Wednesday, July 23, 2014

One month down

Dear Family,
Wow, it's already been another week already?? To begin, I'll answer your questions.
1. My daily schedule looks like this:
6:25 A.M. - Wake up and exercise until 7:00. Sister Cook and I like to rotate our workouts between yoga/stretches, indoor cardio, outdoor cardio (running around the block), and strength (the apartment already had some weights and an ab machine when we got here... I really do feel spoiled).
7:00-8:00 - Shower, get ready for the day, and eat breakfast. We love making omelets, oatmeal, breakfast burritos, smoothies.. the works.
8:00-9:00 - Personal study. We study from Preach My Gospel, the Bible and Book of Mormon, and the approved missionary books (True to the Faith, Our Heritage, Our Search for Happiness, and Jesus the Christ). Oh and Sister Cook loves reading the stories out of the Ensign.
9:00-10:00 - Companionship study. We shared what we each learned from personal study, review our plans for the day, practice teaching to each other (occasionally), and sing (I love singing together. I bought a mini hymn book in the MTC and I've used it every day since).
10:00-12:00 - We're out and about, making visits to ward members, less actives, potential investigators listed in the Area Book, and progressing investigators.
12:00-1:00 - We come back to the apartment and eat lunch.
1:00-8:00 - We're out again, working until dinner, which we usually have with ward members for an hour.
8:00 - We head back to the apartment for "12 Week", which is extra training that new missionaries get. We study from a manual and watch some of The District videos (we have a portable DVD player). All the missionaries in my district tell me that you get to know the District videos really well and really fast, haha.
9:00 - Daily planning. We review the day, make note of what we can improve on in contacting, teaching, etc, and write in our plans for the next day.
10:00 - We get ready for bed, write in our journals, relax, and then go to sleep at 10:30.
2. Our budget as missionaries is really limited, so we have to be strategic about our shopping. We make a list of what we need, then go to the 99 cent store first and get what we can. They have a surprising good selection of produce there... a few weeks ago we got blueberries for $1?? What groceries we can't get there, we get at Wal-Mart. And we have a washer and dryer in our apartment, so we do laundry at home.

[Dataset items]

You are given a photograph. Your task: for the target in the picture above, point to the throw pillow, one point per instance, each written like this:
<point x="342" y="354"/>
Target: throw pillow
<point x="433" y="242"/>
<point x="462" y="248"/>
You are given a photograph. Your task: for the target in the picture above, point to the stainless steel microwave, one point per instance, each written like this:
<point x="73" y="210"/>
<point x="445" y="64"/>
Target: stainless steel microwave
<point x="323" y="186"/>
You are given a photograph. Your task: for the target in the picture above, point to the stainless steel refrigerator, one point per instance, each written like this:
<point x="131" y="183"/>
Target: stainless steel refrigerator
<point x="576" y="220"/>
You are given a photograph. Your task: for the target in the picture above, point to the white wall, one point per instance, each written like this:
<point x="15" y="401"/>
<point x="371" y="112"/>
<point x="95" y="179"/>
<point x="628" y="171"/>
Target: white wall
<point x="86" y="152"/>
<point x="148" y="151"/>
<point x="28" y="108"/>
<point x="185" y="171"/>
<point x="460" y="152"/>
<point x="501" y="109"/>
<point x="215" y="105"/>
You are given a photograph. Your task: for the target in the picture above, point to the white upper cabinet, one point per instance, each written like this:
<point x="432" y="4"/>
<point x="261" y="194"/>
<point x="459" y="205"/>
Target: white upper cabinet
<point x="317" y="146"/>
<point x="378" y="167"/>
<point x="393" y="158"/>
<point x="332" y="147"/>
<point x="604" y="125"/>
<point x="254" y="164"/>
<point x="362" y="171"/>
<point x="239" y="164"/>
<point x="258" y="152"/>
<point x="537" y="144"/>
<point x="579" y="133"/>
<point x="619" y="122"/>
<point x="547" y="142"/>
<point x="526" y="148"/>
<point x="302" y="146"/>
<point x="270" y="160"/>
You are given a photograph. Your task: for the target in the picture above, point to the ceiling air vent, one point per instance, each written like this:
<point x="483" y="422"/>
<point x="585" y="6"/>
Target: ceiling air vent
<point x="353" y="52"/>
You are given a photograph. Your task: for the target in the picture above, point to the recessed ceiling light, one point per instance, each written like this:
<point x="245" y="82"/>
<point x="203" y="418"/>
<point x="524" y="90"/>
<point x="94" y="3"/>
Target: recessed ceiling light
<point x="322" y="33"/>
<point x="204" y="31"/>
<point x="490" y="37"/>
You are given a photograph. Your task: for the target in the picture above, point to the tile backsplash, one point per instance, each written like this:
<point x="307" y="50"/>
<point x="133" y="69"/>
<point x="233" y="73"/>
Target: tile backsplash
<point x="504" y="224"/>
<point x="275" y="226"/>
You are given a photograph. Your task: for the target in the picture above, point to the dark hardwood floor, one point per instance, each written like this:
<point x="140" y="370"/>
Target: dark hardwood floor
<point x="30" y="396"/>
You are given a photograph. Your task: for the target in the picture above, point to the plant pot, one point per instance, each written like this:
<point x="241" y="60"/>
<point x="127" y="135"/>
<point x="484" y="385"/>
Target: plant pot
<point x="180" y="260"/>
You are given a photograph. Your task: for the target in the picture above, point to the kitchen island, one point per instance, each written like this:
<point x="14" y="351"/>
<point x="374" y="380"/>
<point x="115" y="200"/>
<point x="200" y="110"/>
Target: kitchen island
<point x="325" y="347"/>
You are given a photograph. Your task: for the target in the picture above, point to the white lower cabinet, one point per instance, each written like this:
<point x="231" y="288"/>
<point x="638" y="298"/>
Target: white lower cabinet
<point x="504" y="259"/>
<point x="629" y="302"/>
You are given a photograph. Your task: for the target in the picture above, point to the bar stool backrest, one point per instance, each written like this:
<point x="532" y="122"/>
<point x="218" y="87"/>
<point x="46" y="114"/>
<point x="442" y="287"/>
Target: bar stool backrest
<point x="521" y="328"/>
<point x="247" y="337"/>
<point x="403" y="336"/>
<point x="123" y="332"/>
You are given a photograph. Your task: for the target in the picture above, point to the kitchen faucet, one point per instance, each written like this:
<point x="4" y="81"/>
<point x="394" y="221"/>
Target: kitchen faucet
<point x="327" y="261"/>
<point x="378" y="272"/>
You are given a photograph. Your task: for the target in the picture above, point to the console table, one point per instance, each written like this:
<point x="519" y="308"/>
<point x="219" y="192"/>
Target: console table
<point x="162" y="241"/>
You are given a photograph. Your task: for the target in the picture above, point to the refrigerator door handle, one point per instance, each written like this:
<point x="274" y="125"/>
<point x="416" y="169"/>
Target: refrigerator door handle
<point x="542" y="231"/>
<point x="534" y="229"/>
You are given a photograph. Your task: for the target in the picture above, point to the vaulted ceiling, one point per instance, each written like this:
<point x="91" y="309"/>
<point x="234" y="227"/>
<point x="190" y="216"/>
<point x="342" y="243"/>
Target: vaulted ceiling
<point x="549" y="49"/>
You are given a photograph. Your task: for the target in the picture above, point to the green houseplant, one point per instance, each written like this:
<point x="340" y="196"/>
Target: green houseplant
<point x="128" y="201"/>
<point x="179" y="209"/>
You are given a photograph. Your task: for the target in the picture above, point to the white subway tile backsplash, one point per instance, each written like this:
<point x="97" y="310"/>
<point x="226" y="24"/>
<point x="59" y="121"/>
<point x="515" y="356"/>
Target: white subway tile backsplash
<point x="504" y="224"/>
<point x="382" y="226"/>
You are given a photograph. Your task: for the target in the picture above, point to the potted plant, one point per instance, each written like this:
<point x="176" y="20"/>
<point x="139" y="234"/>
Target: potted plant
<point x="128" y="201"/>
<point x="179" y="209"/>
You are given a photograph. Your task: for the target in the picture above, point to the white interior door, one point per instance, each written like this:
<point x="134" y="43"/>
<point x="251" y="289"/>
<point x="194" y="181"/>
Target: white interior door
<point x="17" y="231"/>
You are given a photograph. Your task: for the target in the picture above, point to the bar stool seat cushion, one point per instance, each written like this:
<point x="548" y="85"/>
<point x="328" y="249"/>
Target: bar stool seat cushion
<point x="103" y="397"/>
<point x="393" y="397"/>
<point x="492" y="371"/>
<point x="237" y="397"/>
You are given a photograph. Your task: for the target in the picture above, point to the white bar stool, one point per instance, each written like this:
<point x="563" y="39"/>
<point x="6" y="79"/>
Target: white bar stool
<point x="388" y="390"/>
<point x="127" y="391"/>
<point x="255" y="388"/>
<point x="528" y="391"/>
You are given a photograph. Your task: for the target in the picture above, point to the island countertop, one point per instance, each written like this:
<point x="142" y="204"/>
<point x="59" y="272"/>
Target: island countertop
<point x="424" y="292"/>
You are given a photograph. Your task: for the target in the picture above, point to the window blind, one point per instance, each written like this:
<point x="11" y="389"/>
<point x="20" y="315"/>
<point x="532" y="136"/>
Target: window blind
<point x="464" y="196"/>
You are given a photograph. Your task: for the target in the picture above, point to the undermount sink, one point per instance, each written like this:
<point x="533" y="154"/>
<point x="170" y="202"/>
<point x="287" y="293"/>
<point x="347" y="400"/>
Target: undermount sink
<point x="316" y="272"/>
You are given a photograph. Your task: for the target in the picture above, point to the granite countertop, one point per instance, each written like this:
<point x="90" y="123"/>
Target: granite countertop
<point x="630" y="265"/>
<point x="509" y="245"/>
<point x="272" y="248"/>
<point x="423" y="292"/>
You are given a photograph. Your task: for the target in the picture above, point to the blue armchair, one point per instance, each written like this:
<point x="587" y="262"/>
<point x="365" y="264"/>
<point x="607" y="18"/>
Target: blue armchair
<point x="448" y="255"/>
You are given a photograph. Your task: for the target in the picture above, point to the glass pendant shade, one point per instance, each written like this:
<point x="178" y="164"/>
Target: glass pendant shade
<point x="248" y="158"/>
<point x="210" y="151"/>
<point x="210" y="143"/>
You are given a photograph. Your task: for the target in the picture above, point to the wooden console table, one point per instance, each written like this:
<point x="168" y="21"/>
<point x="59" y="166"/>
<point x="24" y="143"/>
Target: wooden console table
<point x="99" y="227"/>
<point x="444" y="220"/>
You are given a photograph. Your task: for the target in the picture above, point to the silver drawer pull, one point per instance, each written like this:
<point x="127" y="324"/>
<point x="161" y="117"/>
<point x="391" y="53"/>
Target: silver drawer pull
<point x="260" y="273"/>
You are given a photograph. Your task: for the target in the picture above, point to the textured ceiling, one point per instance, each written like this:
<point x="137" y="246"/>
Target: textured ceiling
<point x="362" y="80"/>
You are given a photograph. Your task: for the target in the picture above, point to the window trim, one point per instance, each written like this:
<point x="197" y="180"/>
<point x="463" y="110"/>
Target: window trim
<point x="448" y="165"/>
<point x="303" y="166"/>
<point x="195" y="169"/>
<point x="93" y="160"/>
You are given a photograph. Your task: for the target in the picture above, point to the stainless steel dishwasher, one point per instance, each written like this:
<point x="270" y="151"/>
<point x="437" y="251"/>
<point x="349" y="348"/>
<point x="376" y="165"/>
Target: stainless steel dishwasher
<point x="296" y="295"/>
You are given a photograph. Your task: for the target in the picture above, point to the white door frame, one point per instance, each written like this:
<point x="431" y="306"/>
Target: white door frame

Exercise goal — In the missionary letter, which store do the writer and Sister Cook go to first when they shop?

Written reply — The 99 cent store.